SOURCE start
If the characters take the Macreadies’ side, after hunting down two or three Fitzpatrick groups, the remaining Fitzpatricks retreat to their block with about a dozen remaining adults as well as about two dozen juveniles armed with stub revolvers instructed to stay home and hold the fort. The Macreadies, thanks in large part to their heavy stubber support, still have a solid two dozen armed adults with which to attack, and will be eager to pursue the Fitzpatricks and finish them off completely if the characters are willing to help them. If the Fitzpatricks are finished off here, the feud is resolved, and the Macreadies will celebrate with copious amounts of gunfire in the air.

If the characters take the Fitzpatricks’ side, then the Macreadies will retreat to their estate after the group with the heavy stubber is defeated, and members of that group will flee immediately if the heavy stubber is captured (however if the gunner manning it is merely killed, then a Macready with a stub revolver will pocket the pea shooter and take up the heavy weapon). The Fitzpatricks will be happy to call that a victory on its own, but if the characters persuade the Fitzpatrick patriarch with a Challenging(+0) Charm check, he’ll instruct his clan to press on to finish off the Macreadies, who defend their home with similar numbers as the Fitzpatricks do when the characters take the Macreadies’ side (see above paragraph), however the Fitzpatricks have only about fifteen survivors to attack with, due to casualties from the heavy stubber.
SOURCE end
### WRITTEN TASKS
A - Answer each question from the feud passage.
(i) How many juveniles stay home to hold the Fitzpatrick block, and what are they armed with?
(ii) What check persuades the Fitzpatrick patriarch to press on against the Macreadies?
(iii) About how many Fitzpatrick survivors are left to attack the Macreadies?
B - Rewrite the stretch of the feud passage from "If the characters take the Macreadies’" through "in the air.", replacing "heavy stubber" with "autocannon".
Answer from the feud passage alone.
LISTED ENTRIES start
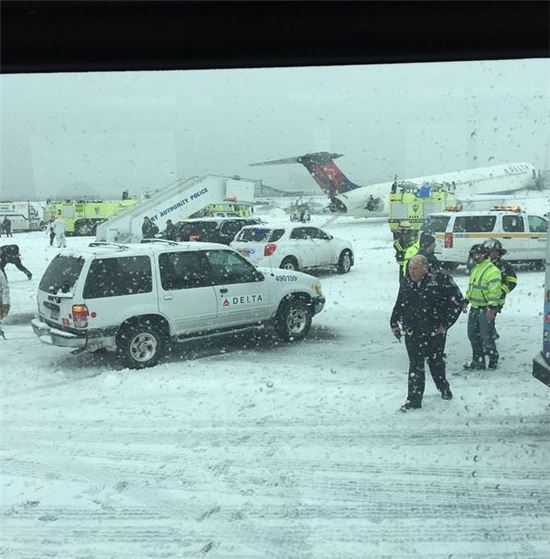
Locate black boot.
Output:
[464,359,485,370]
[399,400,422,413]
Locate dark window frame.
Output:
[205,249,264,285]
[158,251,213,291]
[83,254,153,299]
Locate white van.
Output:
[421,206,548,269]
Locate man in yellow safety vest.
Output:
[464,244,502,369]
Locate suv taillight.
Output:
[264,243,277,256]
[71,305,89,328]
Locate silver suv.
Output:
[32,241,325,368]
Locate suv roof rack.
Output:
[141,239,179,245]
[88,241,130,250]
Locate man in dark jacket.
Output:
[162,219,176,241]
[404,233,441,277]
[0,245,32,279]
[390,254,464,412]
[417,233,441,274]
[2,216,13,237]
[141,216,159,239]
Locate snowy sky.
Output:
[0,59,550,199]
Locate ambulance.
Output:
[421,205,548,269]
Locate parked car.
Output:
[230,225,354,274]
[32,240,325,368]
[163,217,261,245]
[421,206,548,269]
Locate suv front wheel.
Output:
[275,298,311,342]
[117,323,164,369]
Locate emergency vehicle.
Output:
[388,181,459,232]
[190,204,252,218]
[533,230,550,386]
[421,205,548,269]
[44,198,139,236]
[0,201,43,233]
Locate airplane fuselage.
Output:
[334,162,538,217]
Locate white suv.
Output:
[229,225,353,274]
[421,206,548,269]
[32,241,325,368]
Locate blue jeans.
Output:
[468,307,498,364]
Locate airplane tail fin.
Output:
[250,151,359,198]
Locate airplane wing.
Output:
[250,152,343,167]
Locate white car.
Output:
[32,241,325,368]
[230,225,353,274]
[421,206,548,269]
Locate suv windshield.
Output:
[177,221,218,241]
[453,215,497,233]
[235,227,285,243]
[39,254,84,294]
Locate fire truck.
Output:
[0,201,42,233]
[44,198,139,236]
[388,181,461,234]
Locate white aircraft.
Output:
[251,151,542,217]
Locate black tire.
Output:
[279,256,298,271]
[336,249,353,274]
[117,322,164,369]
[275,297,311,342]
[440,262,459,271]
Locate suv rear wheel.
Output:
[117,322,164,369]
[275,297,311,342]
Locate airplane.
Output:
[250,151,542,217]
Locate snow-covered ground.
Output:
[0,216,550,559]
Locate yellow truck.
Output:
[388,181,459,233]
[44,199,139,236]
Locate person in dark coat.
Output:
[0,245,32,279]
[162,219,176,241]
[390,254,464,412]
[404,233,441,277]
[141,216,159,239]
[417,233,441,274]
[2,216,13,237]
[47,215,55,246]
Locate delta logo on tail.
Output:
[250,151,541,217]
[250,151,360,197]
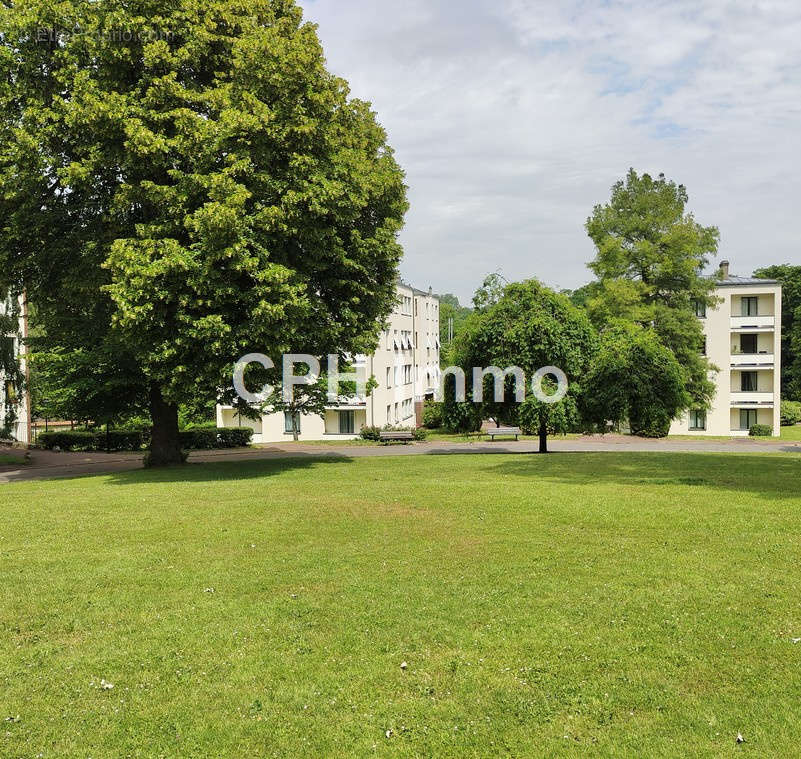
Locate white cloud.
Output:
[302,0,801,299]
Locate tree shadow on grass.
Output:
[476,451,801,502]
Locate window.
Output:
[740,408,757,430]
[284,411,300,433]
[740,296,759,316]
[740,335,757,353]
[690,409,706,430]
[339,411,354,435]
[740,372,757,393]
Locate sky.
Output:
[300,0,801,303]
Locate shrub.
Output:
[779,401,801,427]
[359,426,381,440]
[423,401,442,430]
[36,427,248,451]
[629,406,670,437]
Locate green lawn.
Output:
[0,453,801,758]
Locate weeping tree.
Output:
[0,291,25,437]
[0,0,406,465]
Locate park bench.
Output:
[487,427,523,440]
[378,430,414,443]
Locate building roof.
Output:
[711,273,779,287]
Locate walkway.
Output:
[0,435,801,483]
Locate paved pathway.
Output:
[0,435,801,483]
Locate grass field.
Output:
[0,453,801,758]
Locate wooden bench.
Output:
[487,427,523,440]
[378,430,414,443]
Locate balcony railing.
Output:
[731,314,775,331]
[731,353,776,369]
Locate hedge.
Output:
[36,427,253,451]
[180,427,253,450]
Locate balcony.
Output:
[731,353,776,369]
[731,314,775,332]
[731,390,773,408]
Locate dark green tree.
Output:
[437,293,472,367]
[0,0,406,464]
[586,169,719,407]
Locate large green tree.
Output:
[459,279,597,453]
[754,264,801,401]
[0,0,406,464]
[586,169,719,407]
[437,293,472,368]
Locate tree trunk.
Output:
[147,385,186,466]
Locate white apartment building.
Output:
[217,280,440,443]
[670,261,782,436]
[0,296,31,443]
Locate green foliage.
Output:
[36,427,253,451]
[0,292,26,439]
[180,427,253,450]
[36,429,145,451]
[0,0,406,464]
[581,325,690,437]
[586,169,719,407]
[423,401,442,430]
[359,424,426,442]
[437,293,472,367]
[754,264,801,401]
[518,383,581,435]
[779,401,801,427]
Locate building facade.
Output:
[217,281,440,443]
[670,261,782,436]
[0,296,31,443]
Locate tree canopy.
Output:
[0,0,406,463]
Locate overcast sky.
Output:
[301,0,801,302]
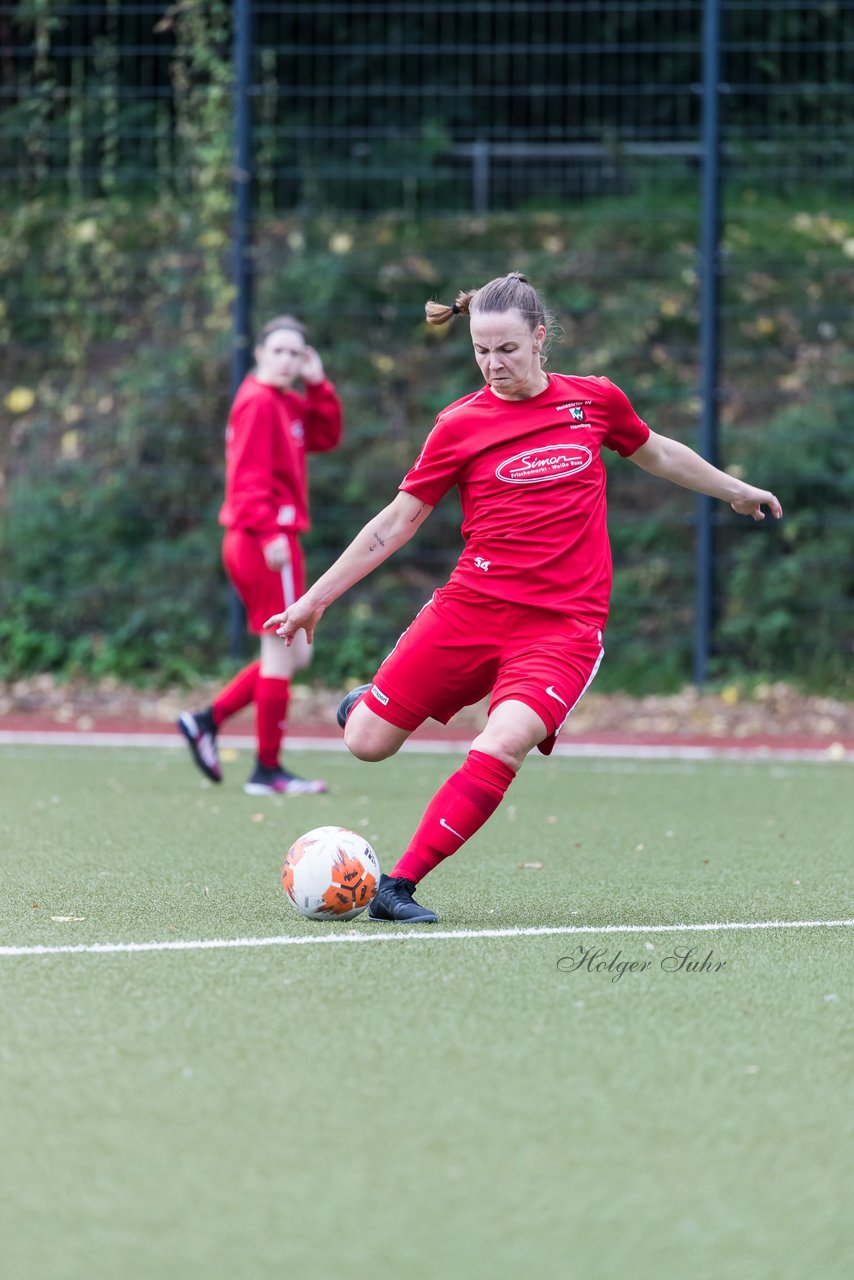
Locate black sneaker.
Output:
[337,685,370,728]
[243,764,329,796]
[367,876,439,924]
[177,710,223,782]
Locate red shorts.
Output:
[223,529,306,635]
[365,586,603,755]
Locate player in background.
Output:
[178,316,342,795]
[266,273,782,923]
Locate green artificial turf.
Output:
[0,748,854,1280]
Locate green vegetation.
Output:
[0,748,854,1280]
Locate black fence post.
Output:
[228,0,254,658]
[694,0,721,685]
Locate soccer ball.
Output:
[282,827,379,920]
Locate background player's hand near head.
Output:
[300,347,326,387]
[264,595,326,645]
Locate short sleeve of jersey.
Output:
[398,419,462,507]
[600,378,649,458]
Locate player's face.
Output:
[255,329,306,389]
[471,308,545,399]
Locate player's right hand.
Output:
[264,595,325,645]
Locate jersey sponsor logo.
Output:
[495,444,593,484]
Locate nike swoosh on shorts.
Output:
[545,685,568,710]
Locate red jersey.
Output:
[219,374,342,545]
[401,374,649,627]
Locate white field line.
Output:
[0,730,854,764]
[6,920,854,956]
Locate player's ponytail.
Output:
[424,289,476,325]
[424,271,560,361]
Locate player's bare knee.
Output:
[344,721,394,764]
[471,724,530,772]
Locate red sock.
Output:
[255,675,291,769]
[389,751,516,884]
[210,658,261,726]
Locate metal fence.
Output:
[0,0,854,214]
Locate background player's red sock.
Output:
[210,658,261,727]
[255,675,291,769]
[391,751,516,884]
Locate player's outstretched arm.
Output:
[631,431,782,520]
[264,493,433,645]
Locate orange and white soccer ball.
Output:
[282,827,379,920]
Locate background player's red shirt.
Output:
[401,374,649,627]
[219,374,342,544]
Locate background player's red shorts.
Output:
[365,585,603,755]
[223,529,306,635]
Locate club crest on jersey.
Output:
[495,444,593,484]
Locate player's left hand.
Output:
[300,347,325,387]
[730,485,782,520]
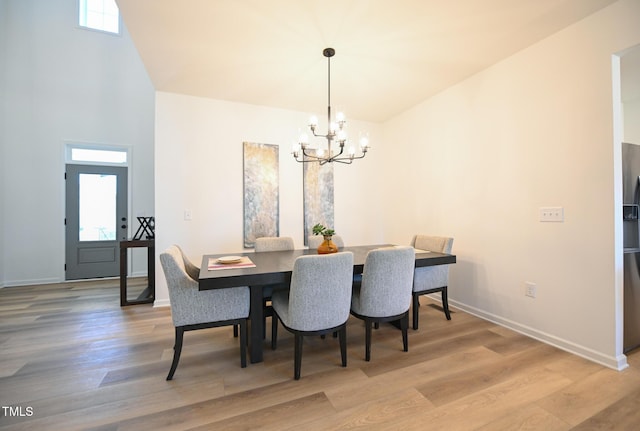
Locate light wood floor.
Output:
[0,280,640,431]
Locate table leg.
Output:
[249,286,264,364]
[120,245,127,307]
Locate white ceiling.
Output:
[116,0,615,122]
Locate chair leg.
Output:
[442,286,451,320]
[400,310,409,352]
[364,319,372,362]
[167,327,184,380]
[271,313,278,350]
[293,334,302,380]
[411,293,420,331]
[334,324,347,367]
[240,319,247,368]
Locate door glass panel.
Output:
[79,174,118,241]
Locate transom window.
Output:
[65,144,129,166]
[78,0,120,34]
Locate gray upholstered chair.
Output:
[271,252,353,380]
[307,235,344,251]
[160,245,250,380]
[411,235,453,329]
[254,236,295,338]
[351,246,415,361]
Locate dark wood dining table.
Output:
[198,244,456,363]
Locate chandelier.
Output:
[291,48,369,165]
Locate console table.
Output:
[120,239,156,307]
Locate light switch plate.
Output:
[540,207,564,223]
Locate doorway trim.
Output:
[59,139,133,283]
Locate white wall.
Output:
[0,2,8,287]
[624,100,640,145]
[0,0,155,286]
[384,0,640,368]
[155,92,384,305]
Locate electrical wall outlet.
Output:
[524,281,537,298]
[540,207,564,223]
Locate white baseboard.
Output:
[448,298,629,371]
[153,299,171,308]
[3,278,63,287]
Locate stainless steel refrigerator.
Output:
[622,143,640,353]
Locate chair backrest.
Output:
[255,236,294,252]
[289,252,353,331]
[160,245,249,326]
[160,245,198,326]
[307,235,344,250]
[411,235,453,292]
[359,246,415,317]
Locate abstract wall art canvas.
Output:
[243,142,280,248]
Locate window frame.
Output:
[76,0,122,36]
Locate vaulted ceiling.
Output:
[116,0,615,122]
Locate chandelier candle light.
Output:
[291,48,369,165]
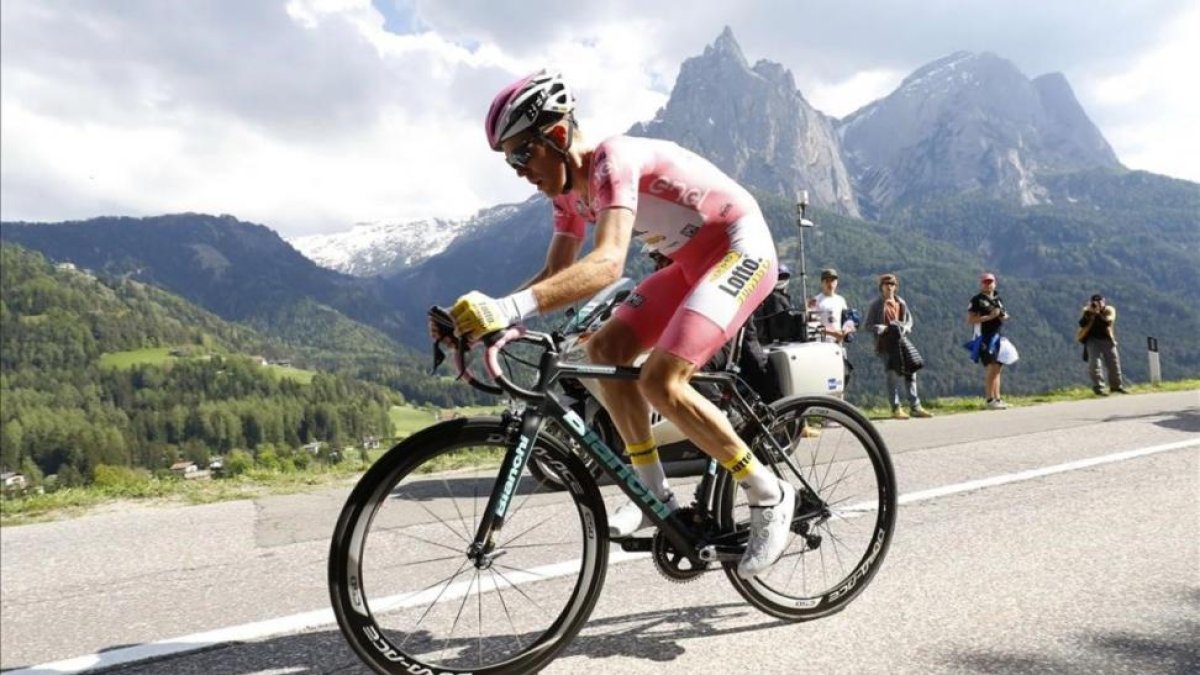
LISTED ENTRIES end
### ANSWERS TO EACH TASK
A -
(i) About two dozen, armed with stub revolvers.
(ii) A Challenging (+0) Charm check.
(iii) About fifteen.

B -
If the characters take the Macreadies’ side, after hunting down two or three Fitzpatrick groups, the remaining Fitzpatricks retreat to their block with about a dozen remaining adults as well as about two dozen juveniles armed with stub revolvers instructed to stay home and hold the fort. The Macreadies, thanks in large part to their autocannon support, still have a solid two dozen armed adults with which to attack, and will be eager to pursue the Fitzpatricks and finish them off completely if the characters are willing to help them. If the Fitzpatricks are finished off here, the feud is resolved, and the Macreadies will celebrate with copious amounts of gunfire in the air.